[Activity] Narrow the data below down to the lines containing "milk".

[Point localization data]
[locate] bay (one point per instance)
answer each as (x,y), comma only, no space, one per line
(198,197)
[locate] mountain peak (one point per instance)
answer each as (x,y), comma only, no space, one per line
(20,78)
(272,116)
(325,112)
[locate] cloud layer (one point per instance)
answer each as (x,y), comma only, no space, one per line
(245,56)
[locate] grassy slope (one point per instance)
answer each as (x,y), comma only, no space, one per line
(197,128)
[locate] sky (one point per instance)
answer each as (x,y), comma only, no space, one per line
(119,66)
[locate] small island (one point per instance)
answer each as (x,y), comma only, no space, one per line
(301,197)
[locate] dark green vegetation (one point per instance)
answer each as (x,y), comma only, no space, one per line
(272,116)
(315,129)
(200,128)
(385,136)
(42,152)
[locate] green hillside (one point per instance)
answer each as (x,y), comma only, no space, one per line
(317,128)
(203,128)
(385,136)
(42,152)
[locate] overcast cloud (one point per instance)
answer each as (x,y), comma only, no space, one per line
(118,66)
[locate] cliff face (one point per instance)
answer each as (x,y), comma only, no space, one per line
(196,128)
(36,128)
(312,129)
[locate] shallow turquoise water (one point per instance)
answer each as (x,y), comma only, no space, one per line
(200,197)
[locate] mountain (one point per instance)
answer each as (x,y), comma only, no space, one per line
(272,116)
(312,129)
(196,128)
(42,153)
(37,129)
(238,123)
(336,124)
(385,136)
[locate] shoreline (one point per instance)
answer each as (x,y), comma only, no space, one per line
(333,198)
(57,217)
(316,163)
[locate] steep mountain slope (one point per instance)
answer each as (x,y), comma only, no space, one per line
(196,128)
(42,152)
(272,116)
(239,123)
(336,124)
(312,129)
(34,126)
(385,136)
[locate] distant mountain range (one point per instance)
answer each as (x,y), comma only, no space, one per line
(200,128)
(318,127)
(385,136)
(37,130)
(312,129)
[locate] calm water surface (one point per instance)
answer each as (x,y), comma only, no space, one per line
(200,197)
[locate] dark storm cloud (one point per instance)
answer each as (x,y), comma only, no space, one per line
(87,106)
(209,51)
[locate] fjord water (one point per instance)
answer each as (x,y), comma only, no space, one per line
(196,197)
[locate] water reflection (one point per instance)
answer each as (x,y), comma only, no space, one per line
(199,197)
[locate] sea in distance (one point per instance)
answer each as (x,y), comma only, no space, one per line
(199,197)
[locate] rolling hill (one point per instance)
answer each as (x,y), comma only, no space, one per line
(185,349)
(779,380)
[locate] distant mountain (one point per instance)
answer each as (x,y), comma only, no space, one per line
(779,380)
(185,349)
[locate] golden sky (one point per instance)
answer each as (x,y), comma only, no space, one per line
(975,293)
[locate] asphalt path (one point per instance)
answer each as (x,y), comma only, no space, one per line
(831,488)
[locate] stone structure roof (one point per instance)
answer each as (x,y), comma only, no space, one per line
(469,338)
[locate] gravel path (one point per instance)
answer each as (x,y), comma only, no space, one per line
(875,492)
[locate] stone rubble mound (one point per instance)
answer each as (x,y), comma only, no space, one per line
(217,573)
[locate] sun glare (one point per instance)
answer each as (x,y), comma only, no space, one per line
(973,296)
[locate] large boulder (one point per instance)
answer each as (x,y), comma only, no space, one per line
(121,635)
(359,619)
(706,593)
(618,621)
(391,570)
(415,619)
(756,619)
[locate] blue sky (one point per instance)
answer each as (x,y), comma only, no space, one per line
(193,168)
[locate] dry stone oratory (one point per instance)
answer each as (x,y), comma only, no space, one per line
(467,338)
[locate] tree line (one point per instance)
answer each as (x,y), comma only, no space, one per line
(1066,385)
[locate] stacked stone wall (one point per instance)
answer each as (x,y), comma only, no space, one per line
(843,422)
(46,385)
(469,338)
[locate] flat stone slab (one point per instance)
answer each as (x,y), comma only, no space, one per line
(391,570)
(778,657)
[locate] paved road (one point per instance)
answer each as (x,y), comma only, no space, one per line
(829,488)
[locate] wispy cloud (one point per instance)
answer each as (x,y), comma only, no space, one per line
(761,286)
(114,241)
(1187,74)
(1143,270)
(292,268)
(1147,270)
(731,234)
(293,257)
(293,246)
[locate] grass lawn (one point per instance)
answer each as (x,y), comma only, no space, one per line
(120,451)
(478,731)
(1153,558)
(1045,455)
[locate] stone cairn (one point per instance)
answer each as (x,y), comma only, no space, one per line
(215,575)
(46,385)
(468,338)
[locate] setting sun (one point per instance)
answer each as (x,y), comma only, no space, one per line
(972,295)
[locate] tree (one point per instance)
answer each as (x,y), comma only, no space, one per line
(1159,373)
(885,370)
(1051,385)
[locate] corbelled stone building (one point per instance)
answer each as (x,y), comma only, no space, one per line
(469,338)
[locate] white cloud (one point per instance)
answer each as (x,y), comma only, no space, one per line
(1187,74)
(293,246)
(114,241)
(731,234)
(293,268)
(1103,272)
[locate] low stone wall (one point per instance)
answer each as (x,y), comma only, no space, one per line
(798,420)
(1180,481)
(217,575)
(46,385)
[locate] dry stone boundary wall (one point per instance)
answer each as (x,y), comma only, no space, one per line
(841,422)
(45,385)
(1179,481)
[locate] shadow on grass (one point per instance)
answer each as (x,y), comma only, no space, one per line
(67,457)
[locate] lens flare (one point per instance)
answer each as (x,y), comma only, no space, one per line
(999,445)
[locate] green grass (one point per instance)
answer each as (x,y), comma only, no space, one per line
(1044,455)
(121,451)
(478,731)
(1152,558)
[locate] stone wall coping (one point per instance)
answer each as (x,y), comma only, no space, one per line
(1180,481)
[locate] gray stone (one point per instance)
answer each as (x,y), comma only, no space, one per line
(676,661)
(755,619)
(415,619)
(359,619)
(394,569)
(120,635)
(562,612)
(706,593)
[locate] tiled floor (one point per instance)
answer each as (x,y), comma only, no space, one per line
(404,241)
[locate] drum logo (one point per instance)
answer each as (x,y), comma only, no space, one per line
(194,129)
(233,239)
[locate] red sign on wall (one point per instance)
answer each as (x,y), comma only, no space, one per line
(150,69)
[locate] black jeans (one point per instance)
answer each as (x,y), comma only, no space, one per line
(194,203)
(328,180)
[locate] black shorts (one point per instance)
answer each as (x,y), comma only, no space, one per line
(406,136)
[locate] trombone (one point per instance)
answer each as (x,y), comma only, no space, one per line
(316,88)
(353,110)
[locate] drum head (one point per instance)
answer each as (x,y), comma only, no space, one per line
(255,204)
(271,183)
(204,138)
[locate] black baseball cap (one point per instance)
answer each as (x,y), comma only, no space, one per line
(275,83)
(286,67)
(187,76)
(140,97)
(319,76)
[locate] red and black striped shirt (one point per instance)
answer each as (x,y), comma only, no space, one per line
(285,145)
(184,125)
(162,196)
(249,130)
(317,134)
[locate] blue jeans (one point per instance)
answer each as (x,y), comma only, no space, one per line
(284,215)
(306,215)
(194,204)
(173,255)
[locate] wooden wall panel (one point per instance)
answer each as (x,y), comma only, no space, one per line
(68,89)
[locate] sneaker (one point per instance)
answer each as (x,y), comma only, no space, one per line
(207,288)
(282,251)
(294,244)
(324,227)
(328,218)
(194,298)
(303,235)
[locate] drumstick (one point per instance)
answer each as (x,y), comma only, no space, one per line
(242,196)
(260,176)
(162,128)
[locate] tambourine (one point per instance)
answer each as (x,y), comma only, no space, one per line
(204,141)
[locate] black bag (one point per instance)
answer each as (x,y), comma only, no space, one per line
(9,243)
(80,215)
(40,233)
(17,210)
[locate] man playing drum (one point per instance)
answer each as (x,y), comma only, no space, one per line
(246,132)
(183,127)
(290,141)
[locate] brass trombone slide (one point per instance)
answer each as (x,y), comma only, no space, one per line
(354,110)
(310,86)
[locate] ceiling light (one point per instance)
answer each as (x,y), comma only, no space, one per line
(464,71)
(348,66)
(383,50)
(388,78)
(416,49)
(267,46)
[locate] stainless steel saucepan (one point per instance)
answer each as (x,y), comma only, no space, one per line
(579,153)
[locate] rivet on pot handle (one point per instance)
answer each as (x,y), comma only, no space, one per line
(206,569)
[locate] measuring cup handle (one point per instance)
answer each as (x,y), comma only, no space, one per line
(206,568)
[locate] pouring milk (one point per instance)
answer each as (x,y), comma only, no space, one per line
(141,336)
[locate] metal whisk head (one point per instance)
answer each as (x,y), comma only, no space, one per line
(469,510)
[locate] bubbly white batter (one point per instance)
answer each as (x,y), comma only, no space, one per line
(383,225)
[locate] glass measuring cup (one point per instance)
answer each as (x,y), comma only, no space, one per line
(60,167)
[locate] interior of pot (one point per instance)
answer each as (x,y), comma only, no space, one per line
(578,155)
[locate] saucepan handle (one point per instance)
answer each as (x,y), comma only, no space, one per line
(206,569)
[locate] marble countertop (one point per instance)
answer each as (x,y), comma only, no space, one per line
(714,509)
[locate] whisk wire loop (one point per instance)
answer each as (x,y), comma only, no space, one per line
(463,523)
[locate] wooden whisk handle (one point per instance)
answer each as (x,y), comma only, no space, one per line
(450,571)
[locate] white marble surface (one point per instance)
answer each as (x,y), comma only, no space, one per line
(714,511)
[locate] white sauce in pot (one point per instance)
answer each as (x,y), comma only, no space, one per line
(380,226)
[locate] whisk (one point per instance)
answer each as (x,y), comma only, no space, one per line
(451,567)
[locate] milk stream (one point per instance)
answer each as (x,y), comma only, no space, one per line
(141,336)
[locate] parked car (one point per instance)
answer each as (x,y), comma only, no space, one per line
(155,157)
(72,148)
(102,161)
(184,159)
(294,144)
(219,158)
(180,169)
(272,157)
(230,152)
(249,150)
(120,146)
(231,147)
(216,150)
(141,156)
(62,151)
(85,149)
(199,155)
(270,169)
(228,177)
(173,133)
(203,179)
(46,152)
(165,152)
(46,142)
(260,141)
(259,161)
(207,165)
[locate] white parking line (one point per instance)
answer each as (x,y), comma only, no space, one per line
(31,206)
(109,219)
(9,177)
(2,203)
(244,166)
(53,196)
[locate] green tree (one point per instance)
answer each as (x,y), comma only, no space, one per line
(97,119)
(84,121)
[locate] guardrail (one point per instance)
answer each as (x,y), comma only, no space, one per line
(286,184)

[Result of the task]
[locate] pouring milk (one point per instance)
[locate] milk stream (one point per instance)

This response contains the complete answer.